THE REQUEST: Below you will find a set of lines. Repeat them all exactly.

[Pointing dataset excerpts]
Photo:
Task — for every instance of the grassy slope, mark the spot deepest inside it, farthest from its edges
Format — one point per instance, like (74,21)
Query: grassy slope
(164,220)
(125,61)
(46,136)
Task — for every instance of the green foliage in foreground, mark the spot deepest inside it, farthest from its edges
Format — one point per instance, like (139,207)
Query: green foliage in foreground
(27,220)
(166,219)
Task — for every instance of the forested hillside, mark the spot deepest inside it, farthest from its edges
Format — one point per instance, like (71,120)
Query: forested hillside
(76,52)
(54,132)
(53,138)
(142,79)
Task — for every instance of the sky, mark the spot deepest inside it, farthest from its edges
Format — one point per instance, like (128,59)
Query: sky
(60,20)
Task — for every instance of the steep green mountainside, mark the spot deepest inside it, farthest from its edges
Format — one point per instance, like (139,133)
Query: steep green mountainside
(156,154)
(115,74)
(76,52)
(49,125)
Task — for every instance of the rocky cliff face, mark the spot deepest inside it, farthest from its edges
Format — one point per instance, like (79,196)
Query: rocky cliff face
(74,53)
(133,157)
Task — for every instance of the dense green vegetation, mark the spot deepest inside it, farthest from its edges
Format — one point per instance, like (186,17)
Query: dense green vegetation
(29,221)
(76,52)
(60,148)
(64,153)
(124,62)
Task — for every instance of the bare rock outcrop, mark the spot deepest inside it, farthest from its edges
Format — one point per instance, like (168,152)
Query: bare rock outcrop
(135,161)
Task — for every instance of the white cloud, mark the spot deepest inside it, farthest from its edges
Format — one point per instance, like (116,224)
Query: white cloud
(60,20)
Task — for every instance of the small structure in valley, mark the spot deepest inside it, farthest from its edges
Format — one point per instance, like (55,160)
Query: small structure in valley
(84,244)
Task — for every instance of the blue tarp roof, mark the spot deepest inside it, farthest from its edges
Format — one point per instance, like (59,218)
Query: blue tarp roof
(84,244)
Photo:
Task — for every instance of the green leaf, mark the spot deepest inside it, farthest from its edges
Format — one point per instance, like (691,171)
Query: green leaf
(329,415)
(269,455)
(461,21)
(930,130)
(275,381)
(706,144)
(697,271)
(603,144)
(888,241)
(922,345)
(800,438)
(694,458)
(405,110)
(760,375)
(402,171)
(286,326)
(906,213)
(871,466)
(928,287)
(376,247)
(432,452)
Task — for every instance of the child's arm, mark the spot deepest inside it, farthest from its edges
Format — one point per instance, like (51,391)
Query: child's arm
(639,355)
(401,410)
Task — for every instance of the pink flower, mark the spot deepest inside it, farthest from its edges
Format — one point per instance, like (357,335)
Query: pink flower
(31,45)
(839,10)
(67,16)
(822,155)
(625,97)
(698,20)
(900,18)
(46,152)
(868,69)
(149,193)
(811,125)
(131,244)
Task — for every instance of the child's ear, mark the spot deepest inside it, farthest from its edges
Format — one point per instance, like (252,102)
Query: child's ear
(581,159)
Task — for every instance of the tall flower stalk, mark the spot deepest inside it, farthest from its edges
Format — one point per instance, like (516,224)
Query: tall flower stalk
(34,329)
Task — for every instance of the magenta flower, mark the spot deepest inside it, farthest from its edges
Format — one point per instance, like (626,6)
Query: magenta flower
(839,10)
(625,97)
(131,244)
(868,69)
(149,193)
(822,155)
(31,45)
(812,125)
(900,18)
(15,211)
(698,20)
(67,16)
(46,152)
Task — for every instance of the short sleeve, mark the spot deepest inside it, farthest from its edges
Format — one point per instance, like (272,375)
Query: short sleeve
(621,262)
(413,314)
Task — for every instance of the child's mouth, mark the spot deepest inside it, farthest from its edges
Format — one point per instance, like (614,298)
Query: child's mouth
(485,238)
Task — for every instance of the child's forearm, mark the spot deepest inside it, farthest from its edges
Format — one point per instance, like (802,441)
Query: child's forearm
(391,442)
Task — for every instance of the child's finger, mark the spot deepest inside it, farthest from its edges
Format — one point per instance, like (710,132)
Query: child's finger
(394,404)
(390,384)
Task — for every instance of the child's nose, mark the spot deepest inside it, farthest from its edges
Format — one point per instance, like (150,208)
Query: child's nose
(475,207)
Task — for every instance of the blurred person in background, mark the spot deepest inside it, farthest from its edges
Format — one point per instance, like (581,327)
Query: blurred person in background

FULL ANSWER:
Photo:
Task — for every instance of the grassy slope, mark the spot deepest inside it, farthest from its edges
Format — one point per instance, like (74,21)
Query: grassy slope
(164,220)
(125,61)
(46,136)
Task — for every instance of the green foliage in foreground, mark the spot deepest inside it, farthest from its edges
Format — one point per instance, like (139,207)
Query: green foliage in foreground
(27,220)
(166,219)
Task — for every instance of the forested hillside, mark the spot deepest inside it, farthest from its edges
Format — one point per instance, like (71,120)
Query: forested hillside
(76,52)
(54,132)
(53,138)
(142,79)
Task — for every instance of the sky, mark the spot deepest inside it, farthest from its edges
Format — one point per instance, like (128,59)
Query: sky
(60,20)
Task — for every instance of the steep green mountainside, mark the spot deepest inside it, farthest from its edges
Format — one point per instance, like (139,133)
Query: steep green mountainside
(156,154)
(115,74)
(76,52)
(49,125)
Task — for every instance of the rocky cliff face, mark the spot deepest inside it, farthest from its edges
Format — one point per instance, like (79,196)
Query: rocky cliff face
(74,53)
(133,157)
Task — for every instance of the dense green vegetation, mark the spot deepest inside it, farthest from its edges
Format — one point per instance, like (186,17)
Query: dense green vegetation
(29,221)
(76,52)
(60,148)
(64,153)
(124,62)
Task — for every instance of the bare rock outcrop, mark the spot deepest inside it, farthest from its edges
Format — one point per instance, like (168,152)
Query: bare rock outcrop
(135,161)
Task — for every instance of the white cloud, mark the spot deepest inside it, farthest from its edges
Format — one point per instance, like (116,224)
Query: white cloud
(60,20)
Task — for every instance of the small structure in valley, mark the spot deepest inside it, farthest from its edges
Format — one point per instance, like (55,160)
Query: small structure in valley
(84,244)
Task — for every instance of the blue tarp roof, mark the spot deepest inside it, farthest from its edges
Format — one point per instance, like (59,218)
Query: blue tarp roof
(84,244)
Photo:
Task — for every instance of the green leaf, mark the spot deepest inside it, farthest from its edges
Format — one point per instance, like (691,171)
Query: green leaf
(329,415)
(269,455)
(461,21)
(930,130)
(275,381)
(706,144)
(697,271)
(603,144)
(888,241)
(922,345)
(800,438)
(694,458)
(405,110)
(760,375)
(402,171)
(286,326)
(906,213)
(871,466)
(928,287)
(376,247)
(432,452)
Task — for every instance of the child's arm, mark the spot deepest inside it, farthest from its edges
Format — one point per instance, like (51,391)
Query: child's arm
(639,355)
(401,410)
Task — for every instance of the pink flower, mark the spot deepest inside it, farthest from its edges
Format — one point per instance, like (357,335)
Query: pink flower
(31,45)
(839,10)
(67,16)
(822,155)
(625,97)
(698,20)
(900,18)
(46,152)
(868,69)
(149,193)
(811,125)
(131,244)
Task — for every instance of the child's ear, mark the spot deepest inside it, farthest from its edges
Format — one point per instance, like (252,102)
Query: child's ear
(581,159)
Task — for every instance of the tall flower stalk, mark the spot deepest inside it, farthest from its edges
Format — one point per instance, like (516,224)
Query: tall flower stalk
(34,329)
Task — for every instance of the magenta flower, mark the spot deepest inside it, farthest from its edges
Format — one point per instance, like (626,6)
Query: magenta flower
(839,10)
(625,97)
(131,244)
(868,69)
(149,193)
(822,155)
(31,45)
(812,125)
(900,18)
(15,211)
(698,20)
(67,16)
(46,152)
Task — for every instance of the short sleeve, mark the spot deepest inside it, farthest from its edges
Format — one point per instance, like (272,375)
Query: short sleeve
(621,262)
(413,314)
Task — for every instance of the child's mouth, mark the spot deepest inside it, farthest from its edges
Format — one point per instance, like (614,298)
Query: child's mouth
(485,238)
Task — for every instance of the child's forearm, mark the spot deepest inside it, farthest from its edges
Format — one point per instance, like (802,441)
Query: child's forearm
(391,442)
Task — for every instance of the child's finger, mark the spot deepest inside it, farthest from its edges
Format — one point per instance, like (710,132)
Query: child's finger
(394,404)
(390,384)
Task — for every instance of the child's nose, mark the spot deepest inside it, farthest from its edges
Format — one point per instance, like (150,208)
Query: child's nose
(475,207)
Task — for every instance of the blurred person in background, mark the spot deepest inside it, farthest from its edges
Format — one point per instance, like (581,327)
Query: blurred person in background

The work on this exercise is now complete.